March 8, 2010
BARRIO LOGAN DESCUBIERTO New Book by Miriello Grafico, Celebrates Barrio Logan Cool
BARRIO LOGAN DESCUBIERTO is a visual celebration of the working waterfront Hispanic neighborhood in San Diego, called Barrio Logan. The 88 page book is a graphic expose of the visual richness and unique creative energy of the community, featuring details of murals, typography, sign painters, activists art and general community visual richness.
The book is designed by the team here at MG, led by Lauren English, many who have been active in the promotion and celebration of the community and it’s passionate and active creative members. The book contains a listing our neighborhood discoveries of cool, including artists, restaurants, activists, cafes, place we as designers have discovered and wanted to turn others onto.
While many work so feverishly to be wealthy, then build a fence around the property and never come in contact with the real world, the Barrio stands for the opposite. It’s a place where people share their feelings, their color, and eccentricities. The pathway to riches very much depends on how you define the riches. - RM
Preview the complete book at http://www.miriellografico.com/mg/barriobook/. The book is available from that link for about $68. That’s the publishers price, but they do a decent job. (We’ll even customize it with tipped-in found objects from the streets if you want to bring it in.)
Viva mejor.
March 7, 2010
GO FASTER- The Graphic Design of Race Cars
My car buddy-friend Andrew Duncan, just sent me this site about a just released new cool book called Go Faster Race | Race Car Graphic Design on auto racing graphics authored by Sven Voelker. And their video is cool too. (click on the main photo for that) Racing car graphics from the 60’s and 70’s are one reason I became intrigued by graphic design as a kid growing up in Colorado. - RM
Sven says about his new book: “Most people don’t know that racing cars from the likes of Porsche and Ferrari were given their looks not by marketing strategists or designers, but by chance. Go Faster (available here on Amazon) is a collection of over one hundred examples of race car design that documents the carefree anarchy in which they were created. In the book, each colorful racing car is featured next to a blank, white model. Thanks to this juxtaposition, Go Faster shows its readers exactly how graphics modulate the look of the vehicle. The neutral models also give readers ample opportunity to imagine their own possibilities for graphic design in motor sports. ”

[GIVEN ENTRIES]
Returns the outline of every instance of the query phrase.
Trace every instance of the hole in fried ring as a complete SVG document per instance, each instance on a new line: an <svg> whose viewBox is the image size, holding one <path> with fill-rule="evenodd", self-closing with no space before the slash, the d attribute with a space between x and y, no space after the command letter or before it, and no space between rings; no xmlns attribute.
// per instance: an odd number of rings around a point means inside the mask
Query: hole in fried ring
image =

[WHAT IS ASKED]
- A) Echo the blog page between "March 8, 2010" and "community visual richness.", inclusive.
- B) Summarize the blog page in two sentences.
The entries can be set aside.

[ANSWER LIST]
- A)
March 8, 2010
BARRIO LOGAN DESCUBIERTO New Book by Miriello Grafico, Celebrates Barrio Logan Cool
BARRIO LOGAN DESCUBIERTO is a visual celebration of the working waterfront Hispanic neighborhood in San Diego, called Barrio Logan. The 88 page book is a graphic expose of the visual richness and unique creative energy of the community, featuring details of murals, typography, sign painters, activists art and general community visual richness.

- B) One post announces Barrio Logan Descubierto, an 88-page book designed by the Miriello Grafico team that celebrates the visual richness of San Diego's Barrio Logan neighborhood through its murals, typography, sign painting and activist art, and lists the artists, restaurants, cafes and other places the designers discovered there. Another post points to Go Faster, a new book by Sven Voelker that collects over one hundred examples of race car design, each shown next to a blank white model to reveal how graphics change a vehicle's look.